_ACTIVITY_.
Pick up the article on rising uterine cancer rates below and continue it from its final line.

_EXTRACT_.
____________

Uterine cancer — also called endometrial cancer because that is the most common type — is one of the few cancers in the U.S. that’s increasing in incidence, growing by about 1 percent each year in white women and by about 2 to 3 percent in women of all other racial and ethnic groups, according to a 2024 report from the American Cancer Society.
This year, an estimated 67,880 new cases of uterine cancer will be diagnosed in the U.S., up from what Memorial Sloan Kettering Cancer Center in New York City says was roughly 35,000 in 1987. The majority of these cases will be in women over 50. This “steady increase” has been especially noticeable in the past 10 years, says Pamela T. Soliman, M.D., a professor in the department of gynecologic oncology and reproductive medicine at MD Anderson Cancer Center in Houston. “We are definitely well aware of it,” she says.
Equally concerning is the increasing death rate. While survival rates for most cancers have improved in recent decades, the opposite is happening for uterine cancer. Since the mid-2000s, the death rate has risen by about 1.7 percent each year, the American Cancer Society says. And studies have found that Black women are twice as likely to die from uterine cancer than patients from other racial and ethnic groups.
This year, the disease is expected to kill 13,250 U.S. women.
What is uterine cancer?

____________

_GIVEN DATA_.
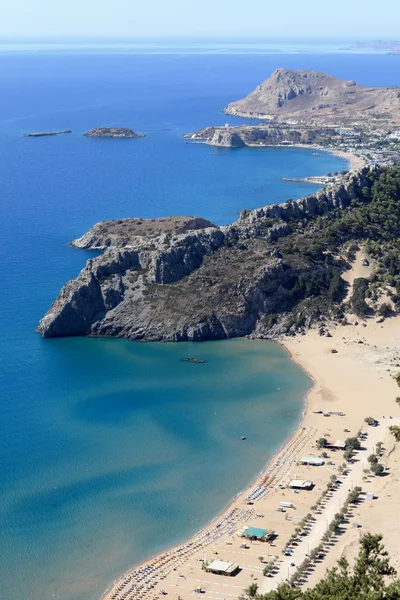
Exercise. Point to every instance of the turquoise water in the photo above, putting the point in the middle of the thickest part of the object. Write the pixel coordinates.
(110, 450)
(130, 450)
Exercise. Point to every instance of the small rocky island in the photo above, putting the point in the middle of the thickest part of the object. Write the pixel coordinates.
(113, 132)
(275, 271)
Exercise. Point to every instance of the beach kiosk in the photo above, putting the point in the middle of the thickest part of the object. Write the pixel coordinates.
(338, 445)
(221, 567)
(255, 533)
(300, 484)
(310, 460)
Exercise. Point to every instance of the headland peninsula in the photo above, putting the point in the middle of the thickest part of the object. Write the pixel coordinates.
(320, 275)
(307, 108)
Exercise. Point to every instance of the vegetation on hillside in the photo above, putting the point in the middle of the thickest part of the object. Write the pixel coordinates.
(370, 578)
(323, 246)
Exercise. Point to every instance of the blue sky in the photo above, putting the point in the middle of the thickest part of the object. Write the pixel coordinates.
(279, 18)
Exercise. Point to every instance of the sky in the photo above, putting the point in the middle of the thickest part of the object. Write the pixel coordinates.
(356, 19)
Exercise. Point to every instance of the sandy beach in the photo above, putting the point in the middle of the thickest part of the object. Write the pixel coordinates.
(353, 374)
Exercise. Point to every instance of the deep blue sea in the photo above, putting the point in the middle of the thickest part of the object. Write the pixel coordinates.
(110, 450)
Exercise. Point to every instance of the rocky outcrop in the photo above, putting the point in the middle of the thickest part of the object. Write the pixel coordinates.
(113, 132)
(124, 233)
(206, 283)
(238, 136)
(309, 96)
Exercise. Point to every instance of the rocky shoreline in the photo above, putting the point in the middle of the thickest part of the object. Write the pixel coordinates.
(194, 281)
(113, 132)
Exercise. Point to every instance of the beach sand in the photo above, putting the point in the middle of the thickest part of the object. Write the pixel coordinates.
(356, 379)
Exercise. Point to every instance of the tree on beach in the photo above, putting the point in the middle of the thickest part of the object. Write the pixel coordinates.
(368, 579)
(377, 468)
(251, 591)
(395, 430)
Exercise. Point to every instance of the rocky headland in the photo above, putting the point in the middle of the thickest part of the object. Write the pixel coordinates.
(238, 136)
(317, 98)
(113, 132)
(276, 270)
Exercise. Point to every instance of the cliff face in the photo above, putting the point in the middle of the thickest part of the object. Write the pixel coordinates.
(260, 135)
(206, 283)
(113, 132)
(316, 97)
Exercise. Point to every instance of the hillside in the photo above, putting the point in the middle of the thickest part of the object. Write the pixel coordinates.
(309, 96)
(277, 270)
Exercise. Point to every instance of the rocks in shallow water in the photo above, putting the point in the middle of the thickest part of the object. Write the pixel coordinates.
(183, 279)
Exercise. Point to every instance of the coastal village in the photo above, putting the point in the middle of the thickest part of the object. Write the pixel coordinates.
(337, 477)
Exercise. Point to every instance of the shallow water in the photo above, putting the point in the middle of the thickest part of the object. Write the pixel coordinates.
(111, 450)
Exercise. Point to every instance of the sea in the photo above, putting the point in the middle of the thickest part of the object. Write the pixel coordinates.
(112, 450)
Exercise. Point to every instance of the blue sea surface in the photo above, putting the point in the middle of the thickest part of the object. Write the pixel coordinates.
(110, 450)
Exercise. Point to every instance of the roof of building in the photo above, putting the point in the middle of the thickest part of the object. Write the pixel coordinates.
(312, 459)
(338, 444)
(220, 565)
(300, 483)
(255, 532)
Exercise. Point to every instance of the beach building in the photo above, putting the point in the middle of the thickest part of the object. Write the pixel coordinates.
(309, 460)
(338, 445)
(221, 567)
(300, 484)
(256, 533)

____________

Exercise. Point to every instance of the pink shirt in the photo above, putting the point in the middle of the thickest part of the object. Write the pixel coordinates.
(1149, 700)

____________

_REPLY TO THE EXERCISE_.
Uterine cancer occurs when the cells in the uterus grow out of control. There are two types.
- Endometrial: The most common type of uterine cancer is also called endometrial cancer because it forms in the lining of the uterus, called the endometrium.
- Uterine sarcoma: Rarer is uterine sarcoma, which is often more aggressive and harder to treat. This type typically forms in the muscle layer of the uterus.
Source: CDC/National Cancer Institute
“I would call this a public health emergency, with the rising cases and the poor survival,” Matulonis says. “We all should be worried about this.”
Obesity may be contributing to climb in cases
There are likely “a number of different factors” contributing to the troublesome trends, Soliman says. A big one, doctors and scientists say, is the growing prevalence of obesity, which affects nearly 43 percent of U.S. women age 60 and older, according to the Centers for Disease Control and Prevention.
Fat cells are not dormant, Soliman explains. They secrete chemicals and can change other hormones in the body into estrogen, the American Cancer Society says. And higher than usual estrogen levels can lead to some types of cancer, including uterine. (This is why women taking estrogen as part of hormone replacement therapy for menopause symptoms are often also prescribed progesterone or progestin to balance out estrogen levels and offset any increased risk for endometrial cancer.)